**DATA SUPPLIED:**
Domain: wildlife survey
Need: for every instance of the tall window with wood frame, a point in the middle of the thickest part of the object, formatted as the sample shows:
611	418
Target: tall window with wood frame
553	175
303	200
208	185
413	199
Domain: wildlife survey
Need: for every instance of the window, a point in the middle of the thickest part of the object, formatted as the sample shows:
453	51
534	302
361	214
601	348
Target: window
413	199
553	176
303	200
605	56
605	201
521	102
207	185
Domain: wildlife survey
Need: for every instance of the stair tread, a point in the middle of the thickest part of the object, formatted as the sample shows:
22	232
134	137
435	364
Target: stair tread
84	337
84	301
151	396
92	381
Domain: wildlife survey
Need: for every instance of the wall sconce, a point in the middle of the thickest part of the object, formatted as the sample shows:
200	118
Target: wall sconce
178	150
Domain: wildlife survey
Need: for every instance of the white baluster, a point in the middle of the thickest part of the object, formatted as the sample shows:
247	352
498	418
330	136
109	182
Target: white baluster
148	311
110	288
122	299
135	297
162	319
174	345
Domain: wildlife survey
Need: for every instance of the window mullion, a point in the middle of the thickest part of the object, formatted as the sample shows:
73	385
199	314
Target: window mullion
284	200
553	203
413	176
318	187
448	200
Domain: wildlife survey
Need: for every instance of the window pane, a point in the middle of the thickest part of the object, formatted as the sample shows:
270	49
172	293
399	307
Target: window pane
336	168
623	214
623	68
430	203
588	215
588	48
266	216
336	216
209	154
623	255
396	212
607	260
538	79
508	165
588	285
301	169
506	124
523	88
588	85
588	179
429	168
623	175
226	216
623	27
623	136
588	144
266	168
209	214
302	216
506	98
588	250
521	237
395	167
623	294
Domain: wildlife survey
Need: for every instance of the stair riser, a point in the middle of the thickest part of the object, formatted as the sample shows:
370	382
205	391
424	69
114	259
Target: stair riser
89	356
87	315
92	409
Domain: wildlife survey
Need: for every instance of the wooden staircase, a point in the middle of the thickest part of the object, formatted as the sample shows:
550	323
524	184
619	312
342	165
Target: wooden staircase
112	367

**PROBLEM:** Reproduce the complete data exactly as presented above.

**OUTPUT BELOW:**
Domain: wildlife survey
Need: for every instance of the tall window with wood frame, a point in the middle of the thickest part of the object, formatted as the sample shows:
611	418
Target: tall window with wood frame
553	175
303	200
208	185
413	199
Domain: wildlife survey
Need: for every instance of the window, a point in the middle of the thickest part of the object, formatted as the sample shows:
453	51
534	302
361	214
601	348
Target: window
413	199
553	176
303	200
605	56
605	201
521	102
207	185
Domain: wildlife survey
Need: for every instance of the stair tread, a point in the middle of the thickest part of the object, formatted as the sample shows:
22	232
134	137
435	364
Target: stair tread
84	337
84	301
151	396
92	381
Domain: wildlife survey
Need: for every instance of the wall sconce, a point in the middle of the thickest part of the object, formatted as the sample shows:
200	118
Target: wall sconce
178	150
Domain: wildlife survey
Need: for every instance of the white baluster, a point in the middle of the thickest part of the object, formatted as the sample shows:
247	352
498	418
330	136
109	182
Target: white baluster
148	311
110	288
122	299
135	297
162	319
174	345
Domain: wildlife survey
Need: for every instance of the window mullion, a point in the middle of the thickest part of the object, formatted as the sample shows:
73	385
199	314
Target: window mullion
284	200
553	203
413	176
318	187
448	200
Domain: wildlife survey
Need: for every instance of the window pane, a point in the middle of the thickest part of the object, formatted as the sample shows:
270	49
172	293
399	307
Target: window pane
336	168
623	214
623	68
430	203
588	215
588	48
266	216
336	216
209	154
623	255
396	212
607	260
538	79
508	165
588	285
301	169
506	124
523	88
588	85
588	179
429	168
623	175
226	216
623	27
623	136
588	144
266	168
209	214
302	216
506	98
588	250
521	237
395	167
623	294
Domain: wildlife survey
Need: for every instance of the stair riser, a point in the middle of the thickest part of the object, formatted as the sample shows:
370	382
205	391
424	69
114	259
Target: stair riser
89	356
87	315
92	409
Domain: wildlife survey
Need: for every instance of the wooden staircase, a point in the middle of the thickest part of the object, formatted as the sample shows:
550	323
524	184
619	312
342	165
Target: wooden staircase
112	367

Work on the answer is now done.